## Your goal
Copy the listing below, substituting "marker" for every occurrence of "keypoint" and leaving everything else unchanged.

## Records supplied
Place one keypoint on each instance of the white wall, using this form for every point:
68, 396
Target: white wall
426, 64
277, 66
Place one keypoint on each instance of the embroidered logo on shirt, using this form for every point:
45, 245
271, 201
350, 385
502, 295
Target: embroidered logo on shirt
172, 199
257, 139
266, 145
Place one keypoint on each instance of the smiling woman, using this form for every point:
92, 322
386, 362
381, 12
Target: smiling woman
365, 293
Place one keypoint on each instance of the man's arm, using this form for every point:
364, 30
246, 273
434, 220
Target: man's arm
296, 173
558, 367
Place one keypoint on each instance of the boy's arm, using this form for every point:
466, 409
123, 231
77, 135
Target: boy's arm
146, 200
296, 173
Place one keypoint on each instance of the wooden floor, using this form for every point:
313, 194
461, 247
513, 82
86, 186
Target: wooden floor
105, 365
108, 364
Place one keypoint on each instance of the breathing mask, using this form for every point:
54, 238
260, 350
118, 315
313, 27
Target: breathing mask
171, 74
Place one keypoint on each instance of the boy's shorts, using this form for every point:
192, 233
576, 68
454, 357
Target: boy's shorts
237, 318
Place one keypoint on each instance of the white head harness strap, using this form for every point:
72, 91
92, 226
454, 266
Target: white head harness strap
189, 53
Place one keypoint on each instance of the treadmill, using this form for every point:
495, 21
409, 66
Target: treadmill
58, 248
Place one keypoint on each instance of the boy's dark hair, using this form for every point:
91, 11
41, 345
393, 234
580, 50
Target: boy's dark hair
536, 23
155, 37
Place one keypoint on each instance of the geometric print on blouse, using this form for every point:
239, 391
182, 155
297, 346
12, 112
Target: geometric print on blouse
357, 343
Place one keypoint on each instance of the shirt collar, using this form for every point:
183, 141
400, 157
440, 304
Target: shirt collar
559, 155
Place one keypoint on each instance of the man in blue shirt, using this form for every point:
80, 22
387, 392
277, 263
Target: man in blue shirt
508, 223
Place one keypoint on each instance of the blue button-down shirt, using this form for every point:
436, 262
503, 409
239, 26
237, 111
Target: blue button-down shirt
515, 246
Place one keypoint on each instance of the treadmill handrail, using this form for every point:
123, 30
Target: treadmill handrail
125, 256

## Correct answer
Place one marker on each instance of the white wall, using this form for every point:
68, 396
Target: white wall
426, 64
277, 66
Place one marker on each instance of the embroidered logo on shirt, using this form for every point:
45, 245
271, 201
350, 385
502, 295
Target: embroidered logo on shirt
172, 199
257, 139
266, 145
Place one marker on each instance of the smiling woman, using this form for every point:
92, 322
386, 362
381, 12
Target: smiling woman
365, 293
Place one marker on each instance of the man's arm, using this form for every point:
364, 30
246, 273
434, 220
Target: man's arm
296, 173
558, 367
Place one marker on each instance of the boy's arm, using this form for every point:
466, 409
123, 231
77, 135
Target: boy's arm
146, 200
296, 173
Place one marker on each instance of the wooden floor, using this form for every point:
313, 194
461, 247
513, 82
86, 186
Target: wooden floor
105, 365
108, 364
Place one marker on each instance of the breathing mask, using this form for every point:
54, 238
260, 350
118, 315
313, 27
Target: breathing mask
171, 74
Place one marker on each instance of the boy's shorts, using this form for every point:
192, 233
576, 68
454, 357
Target: boy's shorts
237, 318
Place one marker on each instance of the white head harness strap, using this form for every point:
72, 91
92, 226
454, 266
Target: white head harness strap
189, 53
Place one marker on each instance of the treadmill, using this form for every point:
495, 21
409, 66
Target: treadmill
58, 248
Place one marker on each instance of the boy's dark hair, using this form for every point:
91, 11
41, 345
393, 234
580, 50
Target: boy's dark hair
536, 23
155, 37
Place one marker on each instance of the geometric print on blouse, using this form for every point:
239, 391
182, 155
297, 346
12, 112
Target: geometric print on blouse
357, 343
Place one marker on each instance of the shirt collar, using this form for every point:
183, 141
400, 157
440, 304
Target: shirt collar
559, 155
Place one marker on each instance of the man in blue shirt, using this form for every point:
80, 22
387, 392
277, 263
Target: man in blue shirt
508, 223
Place one marker on each instance of the blue button-down shirt, using this form for every point:
436, 262
503, 409
239, 26
237, 111
Target: blue button-down shirt
515, 246
Place one marker on each instance of the treadmill handrail, using this form for every point:
123, 30
Target: treadmill handrail
125, 256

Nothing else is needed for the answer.